My wife and children and my mother and her pal came with me to the large production at my adopted church, Trinity Baptist, a service
with all sorts of choirs, orchestra, dance, prayer, and a great talk by Pastor Tim.

This is an annual outreach that attracts 10,000 people over 5 sevices. I went twice.

I can only call the presentation Unfettered Joy.

We didn't get into to much theological discourse do to time constraints.

My Brothers main concern is what about the Sabbath. I was able to sent some commentaries home with him on Romans 14 and Colossian 2:16-23, and that wonderful article The Christian and the Ten Commandments by John Root at www,layhands/TenCommandments,htm. And Ratzlaff's Sabbath in Jesus.

This will give he some challenging reading for the next while.

The ominous file cabinet was glanced at but those that were willing to pursue study only wanted to deal with one thing at a time. And rightfully so.

**RECORD EXCERPTS:**

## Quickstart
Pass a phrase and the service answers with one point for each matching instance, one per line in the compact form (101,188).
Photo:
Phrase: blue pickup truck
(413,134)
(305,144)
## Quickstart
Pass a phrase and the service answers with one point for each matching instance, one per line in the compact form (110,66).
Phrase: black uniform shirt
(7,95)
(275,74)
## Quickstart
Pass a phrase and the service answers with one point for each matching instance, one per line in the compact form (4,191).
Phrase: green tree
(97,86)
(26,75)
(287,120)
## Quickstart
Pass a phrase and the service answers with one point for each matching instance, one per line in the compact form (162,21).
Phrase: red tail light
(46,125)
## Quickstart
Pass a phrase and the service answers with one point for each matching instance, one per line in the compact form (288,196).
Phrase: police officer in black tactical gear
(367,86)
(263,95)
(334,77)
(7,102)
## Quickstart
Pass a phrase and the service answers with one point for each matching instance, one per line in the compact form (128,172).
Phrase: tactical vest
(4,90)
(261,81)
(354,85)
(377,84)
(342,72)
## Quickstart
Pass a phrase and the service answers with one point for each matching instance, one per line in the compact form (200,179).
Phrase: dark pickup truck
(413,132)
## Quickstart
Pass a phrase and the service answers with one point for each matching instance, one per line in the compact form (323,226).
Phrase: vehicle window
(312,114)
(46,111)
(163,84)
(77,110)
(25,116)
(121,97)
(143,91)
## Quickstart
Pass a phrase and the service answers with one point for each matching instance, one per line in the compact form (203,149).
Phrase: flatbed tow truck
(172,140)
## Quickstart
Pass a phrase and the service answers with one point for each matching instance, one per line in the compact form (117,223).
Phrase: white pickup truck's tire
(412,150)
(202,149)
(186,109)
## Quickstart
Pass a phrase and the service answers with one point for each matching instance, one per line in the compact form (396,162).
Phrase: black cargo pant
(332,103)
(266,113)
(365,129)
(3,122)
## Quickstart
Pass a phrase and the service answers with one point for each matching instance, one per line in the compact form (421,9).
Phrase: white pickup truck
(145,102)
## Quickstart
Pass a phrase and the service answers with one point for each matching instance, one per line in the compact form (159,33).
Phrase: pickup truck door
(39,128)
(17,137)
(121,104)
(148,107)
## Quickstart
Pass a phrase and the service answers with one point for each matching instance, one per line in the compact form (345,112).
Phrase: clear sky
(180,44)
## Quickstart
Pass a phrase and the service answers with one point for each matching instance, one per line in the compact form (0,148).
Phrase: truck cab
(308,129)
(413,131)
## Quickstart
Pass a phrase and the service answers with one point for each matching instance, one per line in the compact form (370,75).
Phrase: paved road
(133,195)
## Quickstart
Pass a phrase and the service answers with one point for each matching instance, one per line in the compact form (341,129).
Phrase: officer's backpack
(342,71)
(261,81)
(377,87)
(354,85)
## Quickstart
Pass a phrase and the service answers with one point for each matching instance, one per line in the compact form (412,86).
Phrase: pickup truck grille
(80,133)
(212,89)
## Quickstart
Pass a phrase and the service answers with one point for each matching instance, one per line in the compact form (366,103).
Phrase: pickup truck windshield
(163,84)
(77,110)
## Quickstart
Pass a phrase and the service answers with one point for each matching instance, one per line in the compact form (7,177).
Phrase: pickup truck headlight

**SHORT PROBLEM 1:** Translate this sentence from the post about the Trinity Baptist service into Spanish: "I can only call the presentation Unfettered Joy."
**SHORT PROBLEM 2:** Repeat word for word the stretch of the post about the Trinity Baptist service from "My Brothers main" through "Sabbath in Jesus.".

**OUTPUT 1:** Solo puedo llamar a la presentación Alegría Desenfrenada.

**OUTPUT 2:**
My Brothers main concern is what about the Sabbath. I was able to sent some commentaries home with him on Romans 14 and Colossian 2:16-23, and that wonderful article The Christian and the Ten Commandments by John Root at www,layhands/TenCommandments,htm. And Ratzlaff's Sabbath in Jesus.